## Excerpt to read
Glynn: One point there’s a church camp, go away for three weeks. It was church camp. I think I was 14 or 15 and they have a dance. Now they pull you aside and they tell you, you’re not allowed to dance with anybody interrupting, you’re not allowed to sit next to a girl of another race, and I’m just like, “What? Really? I mean, I know I heard it. I know y’all said it, but how can it really be?” I’m there, there might be three other black girls. And there’s like, hundreds of white people. I said, “You’re looking stupid and I don’t want this thing.” “This stinks, this is not for me.” And the cutest, most darling, beautiful girl, white girl comes up to me and asked me if I would dance. I thought, well, it’s kind of dark. And if I kind of bend down a little bit and we get right in the middle of a group, maybe I can pull this off, which I try and no I do not pull this off.

Glynn: It takes all of about 15 seconds before I get a tap on the shoulder and I get called at the back room office and get the scolded of how deep I’m out there defiling this white girl, and I should know better and it’s wrong. And then he could call my parents, all this kind of stuff. I was like,” Oh, I’m sorry. You know, it was dark. I didn’t know exactly who was who and what was what.”

Nick: Did you ever keep your personal history, a secret as an adult, or were you always up front about it?

Glynn: No, this is the thing. It’s like, I was an outsider within that group, but I grew up in, but I was very much in the group. But as a black kid, you’re just kind of on the edges of it. And then realized that I was leaving. I had to go away and I wanted to build a life outside of that. I was going to college and I go, and I’m an alien on top of an alien. I had to fake normalcy. Like I had never been to a birthday party. Birthday parties were not allowed. You can celebrate your own birthday. And I didn’t know what to do when all of a sudden people threw me a surprise party. I was petrified, confused. What is happening?

Glynn: All the things that people take for granted in the United States, the prom, the homecoming, all that stuff. I didn’t have any history of that. I didn’t know any of that stuff. I didn’t have a high school experience that paralleled anyone because everything that we did, I had to be in church. I never went to a football game. I never asked a girl to dance. I never did any of that stuff. And I had to pretend like I was like, everybody else. I wanted all that to be the biggest secret ever. I do not lead with how you doing darling. I grew up in a cult, so I’m not sure how this step goes or what
this dance is or what to say. It was almost like I was at a middle school or trying to pretend like he’s a high school senior.

Nick: Do you think there’s any other secrets that has had a bigger impact on your life?

## Information supplied
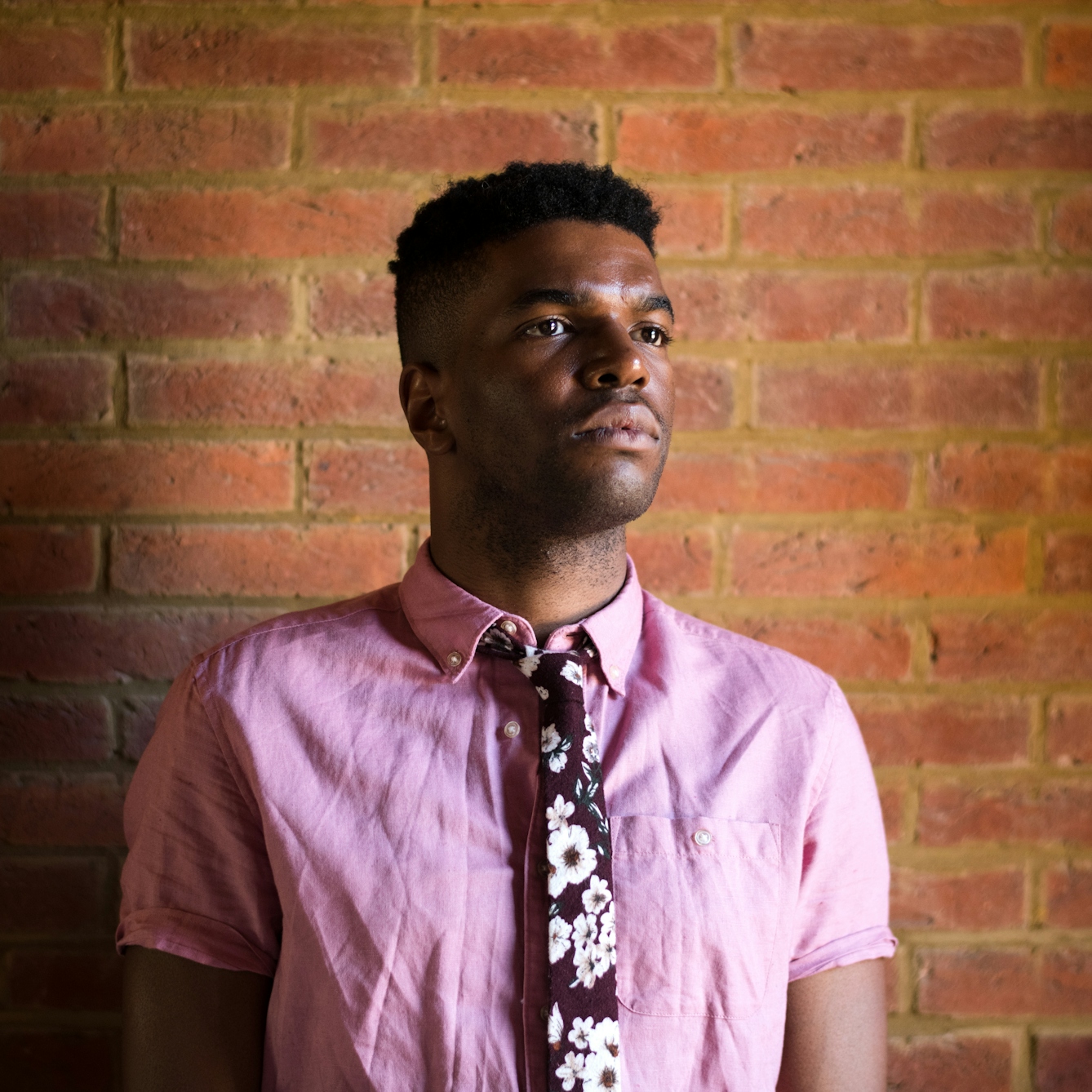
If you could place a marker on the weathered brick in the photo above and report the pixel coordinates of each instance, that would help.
(369, 477)
(248, 223)
(691, 140)
(1001, 394)
(1069, 55)
(1009, 140)
(92, 645)
(317, 390)
(807, 55)
(1010, 304)
(36, 224)
(54, 729)
(290, 55)
(762, 306)
(798, 222)
(41, 55)
(939, 559)
(1005, 982)
(57, 388)
(679, 55)
(320, 561)
(46, 810)
(949, 1063)
(81, 140)
(144, 477)
(901, 730)
(353, 304)
(982, 900)
(1054, 811)
(1049, 646)
(148, 304)
(446, 139)
(784, 482)
(38, 561)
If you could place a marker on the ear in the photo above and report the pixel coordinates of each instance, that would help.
(420, 391)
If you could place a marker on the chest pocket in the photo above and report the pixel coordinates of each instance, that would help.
(698, 903)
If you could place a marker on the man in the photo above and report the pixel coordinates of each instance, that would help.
(356, 862)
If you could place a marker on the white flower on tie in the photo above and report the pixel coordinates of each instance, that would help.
(571, 1070)
(569, 850)
(597, 894)
(581, 1029)
(559, 933)
(558, 816)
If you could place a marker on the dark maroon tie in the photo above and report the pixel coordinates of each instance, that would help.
(582, 1027)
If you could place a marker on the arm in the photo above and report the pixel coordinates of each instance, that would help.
(836, 1031)
(187, 1026)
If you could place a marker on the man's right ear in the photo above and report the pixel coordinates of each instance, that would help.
(419, 388)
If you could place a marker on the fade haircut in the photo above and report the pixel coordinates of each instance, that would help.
(439, 252)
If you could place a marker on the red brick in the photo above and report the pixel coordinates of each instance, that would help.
(939, 559)
(38, 224)
(148, 304)
(353, 304)
(992, 900)
(949, 1063)
(446, 139)
(690, 140)
(1054, 811)
(798, 222)
(39, 57)
(1009, 140)
(760, 306)
(83, 140)
(673, 564)
(692, 222)
(704, 393)
(51, 894)
(1069, 55)
(1011, 304)
(1063, 1063)
(1069, 895)
(58, 388)
(1052, 646)
(42, 810)
(1069, 730)
(805, 55)
(901, 730)
(94, 646)
(681, 55)
(322, 561)
(317, 390)
(64, 979)
(368, 477)
(1005, 983)
(247, 223)
(1067, 561)
(39, 561)
(979, 393)
(1072, 229)
(45, 730)
(784, 482)
(143, 477)
(290, 55)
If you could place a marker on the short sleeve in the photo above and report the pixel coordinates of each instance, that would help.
(842, 908)
(197, 881)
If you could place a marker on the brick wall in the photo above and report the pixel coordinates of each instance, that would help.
(879, 241)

## Problem set
**1.** According to the interview, about how long did it take before Glynn got a tap on the shoulder at the camp dance?
**2.** Reproduce word for word a passage of the interview, beginning at the words "Nick: Did you" and stopping after "What is happening?".
**3.** Resume the interview from the point where it ends.
The listing has no role here.

## List of answers
**1.** About 15 seconds.

**2.**
Nick: Did you ever keep your personal history, a secret as an adult, or were you always up front about it?

Glynn: No, this is the thing. It’s like, I was an outsider within that group, but I grew up in, but I was very much in the group. But as a black kid, you’re just kind of on the edges of it. And then realized that I was leaving. I had to go away and I wanted to build a life outside of that. I was going to college and I go, and I’m an alien on top of an alien. I had to fake normalcy. Like I had never been to a birthday party. Birthday parties were not allowed. You can celebrate your own birthday. And I didn’t know what to do when all of a sudden people threw me a surprise party. I was petrified, confused. What is happening?

**3.**
Glynn: Yeah. Yeah. The thing that kind of drove my family that just shaped all of our histories. When I was three years old, we were at my grandmother’s house, one of my uncles got into an altercation with another one of my uncles, over something for treating my grandmother properly or something of this nature. And one of my uncles had a gun, told his brother to back off, talked to him again, his brother is screaming at him, screaming at him, “Come on, do it, do it, do it, do what you go the gun, do it.” I believe I’m under the table. And one uncle shoots the other uncle and kills him. So my earliest memory is that. My second earliest memory is of my grandmother holding my hand. Saying, “It’s going to be okay, baby. It’s going to be okay. It’s going to be okay. It’s going to be okay baby. It’s going to be okay.”

Glynn: These tears are streaming down our face, even as a little kid, you know when your grandmother was crying, that it’s going to be okay to nothing’s ever going to be okay. That incident, in my grandmother’s back room, that incident shaped everything.

Glynn: It gave the impetus for us to leave Detroit and leave my family behind. I was kind of ripped from that bosom of a big warm family. It drove, I think my parents tried to set up a barrier between that family and us, the way they did it was through this wacky church. I wonder if we would have ever have been involved with all that craziness, if that bullet missed or when something like that happens, you can trace some implications for generations, my uncle who pulled the trigger, he might as well aimed at himself because it took two lives.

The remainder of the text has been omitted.